# AUSGANGSTEXT
***

Das Landgericht München I. (LG München I. 8 O 1980/95) hat eine Klausel für unwirksam erklärt, wonach sich der Anbieter schon vor Angebotsabgabe durch „Einsicht in die vorhandenen Pläne, Besichtigung des Baugeländes oder des Bauwerkes selbst oder durch andere geeignete Maßnahmen über die Art des beabsichtigten Bauwerks, dessen besondere Verhältnisse... zu unterrichten“ hat. „Nach Abschluss des Bauvertrages kann der Auftragnehmer nicht mehr geltend machen, dass er die Verhältnisse nicht oder nicht genügend gekannt hätte.“ Das Landgericht München I. beurteilte diese Klauseln auf der Grundlage des § 307 BGB und stellte fest, dass diese Klauseln unwirksam seien, weil sie dem Auftragnehmer entgegen der gesetzlichen Risikoverteilung einen Teil des Risikos aus dem Pflichtenkreis des Auftraggebers auferlegt hatte. Des Weiteren befand das Landgericht, dass sich der Auftraggeber von der Haftung für vorsätzliche oder grob fahrlässige Planungsfehler nicht über Klauseln freistellen könne. Mit einer ähnlichen Begründung bewertetet das gleiche Gericht auch die Klausel: „Der Auftragnehmer übernimmt die volle Verantwortung für die richtige Gründung und Standfestigkeit der Bauwerke und Leitungen“ (Landgericht München I. 7 O 1322/94).

***

# DATEN
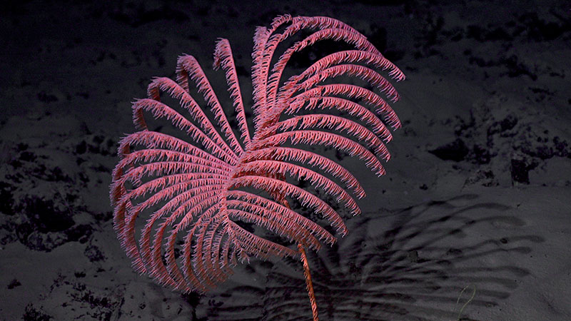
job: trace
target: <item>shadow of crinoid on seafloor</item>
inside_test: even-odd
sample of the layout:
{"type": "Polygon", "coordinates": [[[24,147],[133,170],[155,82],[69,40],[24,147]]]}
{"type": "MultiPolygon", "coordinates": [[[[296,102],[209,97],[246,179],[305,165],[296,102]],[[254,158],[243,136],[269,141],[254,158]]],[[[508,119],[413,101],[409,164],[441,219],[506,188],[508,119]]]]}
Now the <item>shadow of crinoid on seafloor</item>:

***

# KURZE AUFGABE
Setze den Text über unwirksame Klauseln in Bauverträgen im Anschluss an seinen letzten Satz fort.

# ERGEBNIS
Interessant ist, wie Gerichte die Wagnisse aus der technischen Ausführung beurteilen. Hier ist zunächst zu unterscheiden, ob es sich um den Planungs- oder den Ausführungsbereich handelt. Die folgende Klausel könnte hinsichtlich ihrer Wirksamkeit zu unterschiedlichen Ergebnissen führen:
- „Der Auftragnehmer ist verpflichtet, alle für seine Leistungen erforderlichen und nicht von dem Auftraggeber zur Verfügung gestellten Ausführungsunterlagen rechtzeitig in eigener Verantwortung unentgeltlich beizubringen und dies einschließlich des von dem Auftragnehmer eventuell gefertigten Subunternehmer-Leistungsverzeichnisses dem Auftraggeber vor Beginn der Ausführung zur Freigabe vorzulegen.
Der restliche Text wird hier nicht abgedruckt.